What you should do | Gather every line in the items below that contains the string "plate", copying each line in full. Matching is case-sensitive.

Data section |

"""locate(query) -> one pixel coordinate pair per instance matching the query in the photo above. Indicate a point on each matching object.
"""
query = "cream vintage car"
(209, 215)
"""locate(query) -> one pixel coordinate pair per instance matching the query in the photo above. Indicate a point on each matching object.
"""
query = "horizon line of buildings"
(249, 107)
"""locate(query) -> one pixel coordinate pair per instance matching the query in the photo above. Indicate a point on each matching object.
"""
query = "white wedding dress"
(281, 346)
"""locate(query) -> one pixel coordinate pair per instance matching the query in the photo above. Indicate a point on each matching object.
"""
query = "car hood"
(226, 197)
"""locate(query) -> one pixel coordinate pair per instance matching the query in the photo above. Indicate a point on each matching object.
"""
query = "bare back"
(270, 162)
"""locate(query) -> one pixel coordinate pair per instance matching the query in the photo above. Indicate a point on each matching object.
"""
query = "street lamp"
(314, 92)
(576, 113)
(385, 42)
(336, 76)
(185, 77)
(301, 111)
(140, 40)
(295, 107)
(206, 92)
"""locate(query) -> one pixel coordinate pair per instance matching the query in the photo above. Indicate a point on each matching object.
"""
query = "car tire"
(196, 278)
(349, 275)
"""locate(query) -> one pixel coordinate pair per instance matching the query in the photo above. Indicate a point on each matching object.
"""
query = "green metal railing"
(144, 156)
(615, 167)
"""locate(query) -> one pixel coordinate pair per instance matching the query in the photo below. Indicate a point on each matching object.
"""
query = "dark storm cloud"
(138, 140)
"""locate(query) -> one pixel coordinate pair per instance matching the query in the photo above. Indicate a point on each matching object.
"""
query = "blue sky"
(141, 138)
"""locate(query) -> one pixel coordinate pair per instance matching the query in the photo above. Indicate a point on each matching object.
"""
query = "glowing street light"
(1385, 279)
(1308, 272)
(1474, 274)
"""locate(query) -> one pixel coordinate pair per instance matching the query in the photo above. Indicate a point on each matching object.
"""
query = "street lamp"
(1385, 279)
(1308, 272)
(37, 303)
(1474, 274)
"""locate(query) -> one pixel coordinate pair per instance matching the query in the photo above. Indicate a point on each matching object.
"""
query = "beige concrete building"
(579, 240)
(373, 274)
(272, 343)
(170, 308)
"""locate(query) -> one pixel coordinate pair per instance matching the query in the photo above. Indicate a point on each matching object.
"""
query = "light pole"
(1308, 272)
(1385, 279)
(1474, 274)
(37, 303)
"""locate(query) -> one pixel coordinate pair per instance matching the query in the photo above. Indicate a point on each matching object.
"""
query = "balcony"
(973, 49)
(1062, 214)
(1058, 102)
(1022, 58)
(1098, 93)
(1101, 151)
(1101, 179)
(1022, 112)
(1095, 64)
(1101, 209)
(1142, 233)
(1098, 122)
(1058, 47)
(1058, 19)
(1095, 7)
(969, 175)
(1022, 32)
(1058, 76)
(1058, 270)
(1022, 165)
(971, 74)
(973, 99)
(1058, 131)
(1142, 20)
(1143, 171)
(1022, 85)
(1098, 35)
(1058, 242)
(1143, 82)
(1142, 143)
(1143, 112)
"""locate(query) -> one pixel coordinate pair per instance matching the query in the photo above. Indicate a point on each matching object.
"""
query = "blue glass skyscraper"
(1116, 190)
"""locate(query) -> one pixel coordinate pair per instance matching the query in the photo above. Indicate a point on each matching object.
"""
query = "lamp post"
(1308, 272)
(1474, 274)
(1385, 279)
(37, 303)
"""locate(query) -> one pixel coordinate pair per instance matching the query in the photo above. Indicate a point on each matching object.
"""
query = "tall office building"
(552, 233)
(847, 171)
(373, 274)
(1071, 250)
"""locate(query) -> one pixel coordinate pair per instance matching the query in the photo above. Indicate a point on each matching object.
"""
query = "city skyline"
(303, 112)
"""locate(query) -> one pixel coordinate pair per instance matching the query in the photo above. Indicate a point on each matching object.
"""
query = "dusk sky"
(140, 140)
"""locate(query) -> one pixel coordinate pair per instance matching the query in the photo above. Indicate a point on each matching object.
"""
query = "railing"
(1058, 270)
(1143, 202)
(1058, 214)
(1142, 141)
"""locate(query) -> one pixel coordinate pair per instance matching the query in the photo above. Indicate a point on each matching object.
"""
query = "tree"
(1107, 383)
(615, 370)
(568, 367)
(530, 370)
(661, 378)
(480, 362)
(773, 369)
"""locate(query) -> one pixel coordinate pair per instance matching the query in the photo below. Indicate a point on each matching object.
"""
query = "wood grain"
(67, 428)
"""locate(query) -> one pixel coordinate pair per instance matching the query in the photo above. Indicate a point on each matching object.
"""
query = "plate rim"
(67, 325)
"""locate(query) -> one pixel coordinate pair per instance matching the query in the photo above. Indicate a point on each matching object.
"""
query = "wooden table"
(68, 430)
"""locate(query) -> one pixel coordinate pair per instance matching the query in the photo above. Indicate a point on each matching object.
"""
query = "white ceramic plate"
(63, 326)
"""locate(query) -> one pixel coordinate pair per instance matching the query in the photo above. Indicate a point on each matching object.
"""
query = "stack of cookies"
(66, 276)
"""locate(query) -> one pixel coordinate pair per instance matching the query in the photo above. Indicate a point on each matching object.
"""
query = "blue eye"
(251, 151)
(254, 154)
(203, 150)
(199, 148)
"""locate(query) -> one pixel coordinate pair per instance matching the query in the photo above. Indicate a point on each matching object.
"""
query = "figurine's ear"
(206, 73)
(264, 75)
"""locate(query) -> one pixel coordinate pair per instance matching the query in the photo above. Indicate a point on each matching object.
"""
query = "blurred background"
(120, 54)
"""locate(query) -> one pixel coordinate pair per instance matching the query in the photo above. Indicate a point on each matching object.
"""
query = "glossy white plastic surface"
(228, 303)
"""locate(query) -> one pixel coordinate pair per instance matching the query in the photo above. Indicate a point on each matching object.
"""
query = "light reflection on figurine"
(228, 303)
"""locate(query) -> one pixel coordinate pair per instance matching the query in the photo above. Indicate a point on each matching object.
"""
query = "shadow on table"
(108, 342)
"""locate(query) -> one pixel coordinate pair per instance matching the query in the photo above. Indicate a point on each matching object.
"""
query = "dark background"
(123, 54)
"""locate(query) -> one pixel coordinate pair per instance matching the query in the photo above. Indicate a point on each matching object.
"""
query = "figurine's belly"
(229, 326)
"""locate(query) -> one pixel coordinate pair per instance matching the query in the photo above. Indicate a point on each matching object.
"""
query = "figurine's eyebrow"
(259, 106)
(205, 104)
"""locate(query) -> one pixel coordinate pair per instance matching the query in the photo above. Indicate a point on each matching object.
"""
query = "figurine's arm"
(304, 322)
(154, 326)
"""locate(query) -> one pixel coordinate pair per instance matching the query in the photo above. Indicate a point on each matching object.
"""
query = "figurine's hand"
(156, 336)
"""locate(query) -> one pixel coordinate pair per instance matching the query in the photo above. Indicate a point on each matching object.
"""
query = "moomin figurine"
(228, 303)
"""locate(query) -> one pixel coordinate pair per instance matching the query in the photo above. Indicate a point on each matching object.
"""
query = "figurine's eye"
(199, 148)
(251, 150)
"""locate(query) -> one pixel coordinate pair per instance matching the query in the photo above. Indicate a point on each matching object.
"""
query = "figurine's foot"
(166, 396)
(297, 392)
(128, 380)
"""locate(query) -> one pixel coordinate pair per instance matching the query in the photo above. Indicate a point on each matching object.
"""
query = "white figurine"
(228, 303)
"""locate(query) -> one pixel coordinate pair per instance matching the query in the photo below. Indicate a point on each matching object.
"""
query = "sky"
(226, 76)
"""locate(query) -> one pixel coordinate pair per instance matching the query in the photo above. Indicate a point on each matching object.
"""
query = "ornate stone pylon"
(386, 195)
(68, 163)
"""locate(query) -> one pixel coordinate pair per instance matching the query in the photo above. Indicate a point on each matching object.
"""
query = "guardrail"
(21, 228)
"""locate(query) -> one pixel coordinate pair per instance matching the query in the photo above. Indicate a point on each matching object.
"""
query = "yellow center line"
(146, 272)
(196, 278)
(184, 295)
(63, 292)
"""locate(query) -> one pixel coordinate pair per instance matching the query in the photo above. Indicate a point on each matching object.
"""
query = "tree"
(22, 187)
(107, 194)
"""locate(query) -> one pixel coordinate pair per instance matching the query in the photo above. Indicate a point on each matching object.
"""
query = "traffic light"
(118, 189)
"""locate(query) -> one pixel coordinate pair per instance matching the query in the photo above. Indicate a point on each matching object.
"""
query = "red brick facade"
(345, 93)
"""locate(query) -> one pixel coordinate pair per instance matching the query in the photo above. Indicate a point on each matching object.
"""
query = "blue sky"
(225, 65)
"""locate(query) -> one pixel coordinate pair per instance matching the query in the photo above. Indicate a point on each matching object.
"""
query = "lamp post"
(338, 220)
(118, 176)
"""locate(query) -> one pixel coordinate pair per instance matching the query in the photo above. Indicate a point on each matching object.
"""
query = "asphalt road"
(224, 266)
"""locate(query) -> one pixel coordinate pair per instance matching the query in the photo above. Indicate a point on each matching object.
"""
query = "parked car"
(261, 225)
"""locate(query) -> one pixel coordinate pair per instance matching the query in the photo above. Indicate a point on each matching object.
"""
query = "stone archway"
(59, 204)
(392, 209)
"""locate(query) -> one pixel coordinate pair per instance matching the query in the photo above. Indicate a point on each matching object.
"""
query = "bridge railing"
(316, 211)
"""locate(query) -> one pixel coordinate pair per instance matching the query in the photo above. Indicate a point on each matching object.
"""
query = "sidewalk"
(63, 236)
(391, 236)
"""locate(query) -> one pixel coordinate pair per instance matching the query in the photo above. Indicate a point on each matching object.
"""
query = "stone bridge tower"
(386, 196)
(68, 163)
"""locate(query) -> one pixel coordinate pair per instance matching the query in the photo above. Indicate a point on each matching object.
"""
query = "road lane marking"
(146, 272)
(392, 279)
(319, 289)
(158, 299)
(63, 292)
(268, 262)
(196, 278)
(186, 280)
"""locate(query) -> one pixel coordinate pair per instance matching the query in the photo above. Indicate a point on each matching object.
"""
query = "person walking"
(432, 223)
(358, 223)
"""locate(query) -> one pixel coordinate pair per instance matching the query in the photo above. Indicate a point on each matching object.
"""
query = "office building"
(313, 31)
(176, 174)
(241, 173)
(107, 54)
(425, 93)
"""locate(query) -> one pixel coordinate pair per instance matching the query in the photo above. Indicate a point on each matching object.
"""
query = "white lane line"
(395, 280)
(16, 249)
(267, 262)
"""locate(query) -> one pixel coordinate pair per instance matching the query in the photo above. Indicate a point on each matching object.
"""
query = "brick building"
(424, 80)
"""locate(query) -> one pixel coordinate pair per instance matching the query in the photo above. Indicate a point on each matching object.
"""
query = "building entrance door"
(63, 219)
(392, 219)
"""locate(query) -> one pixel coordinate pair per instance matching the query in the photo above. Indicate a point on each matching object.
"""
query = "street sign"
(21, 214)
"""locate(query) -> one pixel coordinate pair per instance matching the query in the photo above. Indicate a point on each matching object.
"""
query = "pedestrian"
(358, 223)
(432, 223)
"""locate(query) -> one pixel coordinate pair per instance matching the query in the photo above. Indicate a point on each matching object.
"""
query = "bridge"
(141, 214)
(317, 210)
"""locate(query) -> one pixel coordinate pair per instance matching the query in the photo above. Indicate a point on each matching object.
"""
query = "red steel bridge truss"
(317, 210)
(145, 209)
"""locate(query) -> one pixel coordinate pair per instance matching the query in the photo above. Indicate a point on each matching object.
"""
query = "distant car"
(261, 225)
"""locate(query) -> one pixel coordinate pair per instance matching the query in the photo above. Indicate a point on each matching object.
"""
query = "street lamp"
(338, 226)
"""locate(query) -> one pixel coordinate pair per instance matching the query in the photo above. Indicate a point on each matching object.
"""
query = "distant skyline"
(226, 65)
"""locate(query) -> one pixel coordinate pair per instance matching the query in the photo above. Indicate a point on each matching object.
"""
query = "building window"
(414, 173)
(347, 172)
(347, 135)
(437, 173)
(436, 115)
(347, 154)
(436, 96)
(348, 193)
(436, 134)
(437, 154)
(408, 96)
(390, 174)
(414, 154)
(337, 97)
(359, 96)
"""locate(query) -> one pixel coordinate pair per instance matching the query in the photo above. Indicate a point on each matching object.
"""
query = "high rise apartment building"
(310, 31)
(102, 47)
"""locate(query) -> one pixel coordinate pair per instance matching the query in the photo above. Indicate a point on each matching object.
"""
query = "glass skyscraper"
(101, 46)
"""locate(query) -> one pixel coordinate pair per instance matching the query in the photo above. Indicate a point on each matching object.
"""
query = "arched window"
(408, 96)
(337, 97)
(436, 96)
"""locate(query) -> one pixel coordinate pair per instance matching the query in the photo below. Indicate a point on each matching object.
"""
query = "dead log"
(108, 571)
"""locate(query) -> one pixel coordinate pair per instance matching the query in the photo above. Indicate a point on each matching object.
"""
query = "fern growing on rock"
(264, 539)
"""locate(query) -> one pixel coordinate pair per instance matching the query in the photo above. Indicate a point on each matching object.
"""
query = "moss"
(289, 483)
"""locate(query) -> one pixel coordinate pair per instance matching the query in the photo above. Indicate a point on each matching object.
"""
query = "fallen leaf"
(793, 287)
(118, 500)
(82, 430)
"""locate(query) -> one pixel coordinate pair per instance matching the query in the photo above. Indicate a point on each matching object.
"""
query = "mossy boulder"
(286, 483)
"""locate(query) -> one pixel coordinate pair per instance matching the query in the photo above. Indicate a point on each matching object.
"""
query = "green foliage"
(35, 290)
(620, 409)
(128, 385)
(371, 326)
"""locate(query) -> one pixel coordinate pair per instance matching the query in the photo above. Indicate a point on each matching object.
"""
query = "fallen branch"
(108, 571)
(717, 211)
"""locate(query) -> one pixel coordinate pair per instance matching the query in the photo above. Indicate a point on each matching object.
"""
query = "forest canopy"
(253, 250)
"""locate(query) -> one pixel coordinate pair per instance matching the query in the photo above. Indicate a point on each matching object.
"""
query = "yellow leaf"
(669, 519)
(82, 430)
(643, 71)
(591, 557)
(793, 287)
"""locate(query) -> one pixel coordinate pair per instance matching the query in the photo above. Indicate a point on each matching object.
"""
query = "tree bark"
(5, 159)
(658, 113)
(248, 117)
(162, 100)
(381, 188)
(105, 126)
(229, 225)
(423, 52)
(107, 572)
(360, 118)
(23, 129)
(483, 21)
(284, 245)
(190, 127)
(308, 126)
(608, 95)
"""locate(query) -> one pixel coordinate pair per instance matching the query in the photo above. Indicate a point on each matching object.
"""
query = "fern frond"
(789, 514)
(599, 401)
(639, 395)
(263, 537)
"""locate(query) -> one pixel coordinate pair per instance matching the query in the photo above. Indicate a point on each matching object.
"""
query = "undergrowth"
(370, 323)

Exercise result |
query = "plate rim"
query = "white ceramic plate"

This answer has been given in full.